> [PROMPT 1] Please reproduce the passage on belonging and self-worth word for word, everything from "And yet Homo" down to "imperative: Keep Climbing.".
> [PROMPT 2] Write the next stretch of the passage on belonging and self-worth, starting after its final sentence.

> [EXCERPTED PASSAGE]
↓↓↓

Of course, it is deeply, inescapably human to yearn to have our basic sufficiency reflected back to us. We long for inclusion and social safety, for true membership at the very least, and perhaps beyond that for ascendance to a position so lofty that it lies beyond reproach. And even more powerful than our yearning for inclusion is our terror of exclusion, of being cast out, or of being tolerated virtually unnoticed at the margins, relegated to picking up on the scraps of life left behind by those really living. Such yearning is embedded in the software of what it is to be a person; concern with our social standing has for millennia driven our evolution. We are the descendants of innumerable individuals who were appropriately concerned with—and successful at navigating—the staggering complexity of social relationships. There’s no other way they could have stayed alive long enough to reproduce and successfully rear their young.
And in this modern time we continue to need each other desperately, both to meet our basic organismic needs for food and shelter, and our loftiest needs for meaning and love. Healthy interdependence is the gateway to both surviving and to thriving, and our capacity to achieve it is entirely contingent on our own social sufficiency, our being “good enough” for cooperation, for love. Much of the work of healing in our lives revolves around this central question of knowing that we are deserving of the belonging that has always been central to the motivation of Homo sapiens. Not infrequently, this work involves confronting and adjusting the distortions of self-concept imparted by caretakers who were unable to lovingly and accurately reflect our basic worth. We must know the fact of this basic worth if we are to move through the world making self-respecting, nourishing choices, if we are to offer ourselves freely and hopefully to our work, our communities, our loved ones.
And yet Homo sapiens in the West have become organized by a hyper-individualism that demands even more. For so many of us a sense of one’s sufficiency for membership is, painfully, not enough to quell the inner voice that demands not belonging, but supremacy. The religion of success is unrelenting in its imperative: Keep Climbing.

↑↑↑

> [ENTRIES SHOWN]
↓↓↓

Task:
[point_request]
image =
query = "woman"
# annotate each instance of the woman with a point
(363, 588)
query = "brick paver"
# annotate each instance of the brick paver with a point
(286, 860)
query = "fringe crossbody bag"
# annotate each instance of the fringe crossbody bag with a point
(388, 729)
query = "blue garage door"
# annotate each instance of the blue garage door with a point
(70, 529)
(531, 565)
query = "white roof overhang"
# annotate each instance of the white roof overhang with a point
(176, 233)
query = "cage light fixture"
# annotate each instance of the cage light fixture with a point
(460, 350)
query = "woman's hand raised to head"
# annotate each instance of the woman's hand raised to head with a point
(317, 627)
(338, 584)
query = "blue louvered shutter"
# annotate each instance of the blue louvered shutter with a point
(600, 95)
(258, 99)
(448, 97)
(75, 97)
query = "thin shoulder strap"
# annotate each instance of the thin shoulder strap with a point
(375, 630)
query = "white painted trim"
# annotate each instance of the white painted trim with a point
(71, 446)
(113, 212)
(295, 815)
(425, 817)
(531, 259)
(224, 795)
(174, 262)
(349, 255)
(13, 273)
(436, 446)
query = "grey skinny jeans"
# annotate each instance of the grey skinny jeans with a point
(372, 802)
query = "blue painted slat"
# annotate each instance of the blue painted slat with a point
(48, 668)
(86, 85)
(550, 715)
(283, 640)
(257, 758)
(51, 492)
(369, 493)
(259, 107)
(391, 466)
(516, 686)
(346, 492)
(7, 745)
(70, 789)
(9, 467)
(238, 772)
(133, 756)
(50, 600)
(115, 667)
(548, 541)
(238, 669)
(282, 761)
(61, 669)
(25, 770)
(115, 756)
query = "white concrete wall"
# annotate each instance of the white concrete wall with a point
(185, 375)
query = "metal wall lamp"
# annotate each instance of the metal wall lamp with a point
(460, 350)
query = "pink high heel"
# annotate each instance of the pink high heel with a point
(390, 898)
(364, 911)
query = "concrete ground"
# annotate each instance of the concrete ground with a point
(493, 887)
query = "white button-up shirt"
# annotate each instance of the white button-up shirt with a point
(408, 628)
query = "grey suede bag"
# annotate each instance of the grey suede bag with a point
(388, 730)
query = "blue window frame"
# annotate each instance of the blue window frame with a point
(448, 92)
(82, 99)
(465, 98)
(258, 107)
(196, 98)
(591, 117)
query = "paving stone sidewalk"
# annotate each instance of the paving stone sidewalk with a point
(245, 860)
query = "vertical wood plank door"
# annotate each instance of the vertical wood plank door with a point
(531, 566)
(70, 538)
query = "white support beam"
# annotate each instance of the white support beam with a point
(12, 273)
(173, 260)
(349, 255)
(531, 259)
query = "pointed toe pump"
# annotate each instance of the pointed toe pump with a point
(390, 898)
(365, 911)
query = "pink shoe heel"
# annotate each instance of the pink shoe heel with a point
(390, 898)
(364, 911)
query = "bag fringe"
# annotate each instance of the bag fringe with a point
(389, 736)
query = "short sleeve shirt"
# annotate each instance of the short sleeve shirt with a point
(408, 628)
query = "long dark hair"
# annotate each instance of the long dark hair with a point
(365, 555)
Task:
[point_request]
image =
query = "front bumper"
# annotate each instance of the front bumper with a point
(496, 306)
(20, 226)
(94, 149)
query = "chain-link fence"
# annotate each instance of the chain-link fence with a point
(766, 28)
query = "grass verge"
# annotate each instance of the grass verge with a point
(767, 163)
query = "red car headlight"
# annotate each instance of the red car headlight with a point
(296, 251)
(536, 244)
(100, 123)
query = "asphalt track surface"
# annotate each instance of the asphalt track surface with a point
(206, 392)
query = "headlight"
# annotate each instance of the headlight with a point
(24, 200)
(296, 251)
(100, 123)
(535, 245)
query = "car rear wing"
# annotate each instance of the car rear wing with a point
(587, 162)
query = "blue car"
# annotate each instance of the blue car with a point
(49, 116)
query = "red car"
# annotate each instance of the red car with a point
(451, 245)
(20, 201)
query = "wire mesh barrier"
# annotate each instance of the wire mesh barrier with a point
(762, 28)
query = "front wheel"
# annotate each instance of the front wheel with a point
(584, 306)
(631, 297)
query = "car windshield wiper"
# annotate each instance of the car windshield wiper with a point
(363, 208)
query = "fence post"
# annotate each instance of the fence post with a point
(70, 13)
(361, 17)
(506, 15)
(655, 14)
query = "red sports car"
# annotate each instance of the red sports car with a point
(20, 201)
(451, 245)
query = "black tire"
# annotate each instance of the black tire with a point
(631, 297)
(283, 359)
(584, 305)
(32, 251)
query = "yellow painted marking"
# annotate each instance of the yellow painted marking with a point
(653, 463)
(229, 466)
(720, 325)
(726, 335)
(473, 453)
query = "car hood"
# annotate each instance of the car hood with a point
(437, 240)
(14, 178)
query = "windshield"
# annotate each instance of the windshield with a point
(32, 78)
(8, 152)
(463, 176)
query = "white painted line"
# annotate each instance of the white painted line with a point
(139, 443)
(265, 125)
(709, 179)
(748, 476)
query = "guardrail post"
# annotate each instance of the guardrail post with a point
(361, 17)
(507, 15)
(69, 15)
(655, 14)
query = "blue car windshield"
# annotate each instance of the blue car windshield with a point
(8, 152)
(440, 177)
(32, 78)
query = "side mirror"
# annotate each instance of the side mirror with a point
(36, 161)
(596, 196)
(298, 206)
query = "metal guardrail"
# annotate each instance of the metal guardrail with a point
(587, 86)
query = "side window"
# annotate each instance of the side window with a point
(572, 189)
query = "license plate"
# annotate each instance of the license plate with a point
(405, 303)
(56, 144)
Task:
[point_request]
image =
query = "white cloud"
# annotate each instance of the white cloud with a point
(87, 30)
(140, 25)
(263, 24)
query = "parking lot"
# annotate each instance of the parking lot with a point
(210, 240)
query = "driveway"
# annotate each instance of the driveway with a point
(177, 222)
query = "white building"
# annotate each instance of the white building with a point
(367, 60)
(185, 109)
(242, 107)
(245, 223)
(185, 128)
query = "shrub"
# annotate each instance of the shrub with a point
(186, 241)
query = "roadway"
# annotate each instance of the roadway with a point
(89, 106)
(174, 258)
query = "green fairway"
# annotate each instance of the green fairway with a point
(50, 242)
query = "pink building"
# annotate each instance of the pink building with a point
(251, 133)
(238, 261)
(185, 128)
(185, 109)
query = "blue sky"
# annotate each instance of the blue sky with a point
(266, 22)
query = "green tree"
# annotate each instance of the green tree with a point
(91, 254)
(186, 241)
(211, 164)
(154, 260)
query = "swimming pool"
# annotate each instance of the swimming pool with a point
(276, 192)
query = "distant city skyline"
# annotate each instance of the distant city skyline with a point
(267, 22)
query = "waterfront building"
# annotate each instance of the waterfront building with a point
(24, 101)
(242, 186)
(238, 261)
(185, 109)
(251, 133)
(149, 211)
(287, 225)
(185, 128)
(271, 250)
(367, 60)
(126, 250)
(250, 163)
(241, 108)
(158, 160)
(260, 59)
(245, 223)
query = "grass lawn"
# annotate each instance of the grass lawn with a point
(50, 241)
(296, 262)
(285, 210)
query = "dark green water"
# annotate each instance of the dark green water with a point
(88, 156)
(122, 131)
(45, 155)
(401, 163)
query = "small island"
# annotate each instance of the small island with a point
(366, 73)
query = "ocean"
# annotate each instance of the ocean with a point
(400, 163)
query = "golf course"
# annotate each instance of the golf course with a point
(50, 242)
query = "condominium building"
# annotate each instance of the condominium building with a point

↑↑↑

> [RESPONSE 1]
And yet Homo sapiens in the West have become organized by a hyper-individualism that demands even more. For so many of us a sense of one’s sufficiency for membership is, painfully, not enough to quell the inner voice that demands not belonging, but supremacy. The religion of success is unrelenting in its imperative: Keep Climbing.

> [RESPONSE 2]
My practice is full of folks who have ascended to professional heights that exceeded even their own early hopes, and yet remain consumed with a sense of incompletion, fraudulence, and even failure. The problem of course is that their unconfronted narcissism—their hunger for supremacy—has compelled them to keep climbing but has never even hinted at an actual destination; it’s only dangled a vague notion of something that awaits up there that will feel like some sort of arrival, a shimmering Eden perhaps where all feelings are pleasant and all others fawn. Since no reality could possibly match this unarticulated fantasy, it never feels quite right, despite how well and tirelessly they’ve climbed. For so many, it produces a crisis. The more fortunate ones are aware of the crisis and work to confront it. Many others simply keep climbing until the engine gives way.
So what are we to do?
Each of us would do well to discern what motivates us, and come to make life decisions informed by wisdom, rather than compulsion, cultural or otherwise. If I am to truly live, what is there to experience in this brief time? That is, what do I believe will most deeply feed me? And what choices and ways of being are most likely to bring these things to my life?
Perhaps for many of us this would imply the following of a middle path: enjoying the knowledge of one’s own enoughness (and living from that foundation) while also honoring in some measured way the imperative to possess some degree of social status. Perhaps too this middle path would instill an internal sense of sufficiency and the social status that is perhaps most nourishing: the deep regard given to the person who knows, and values, who she is.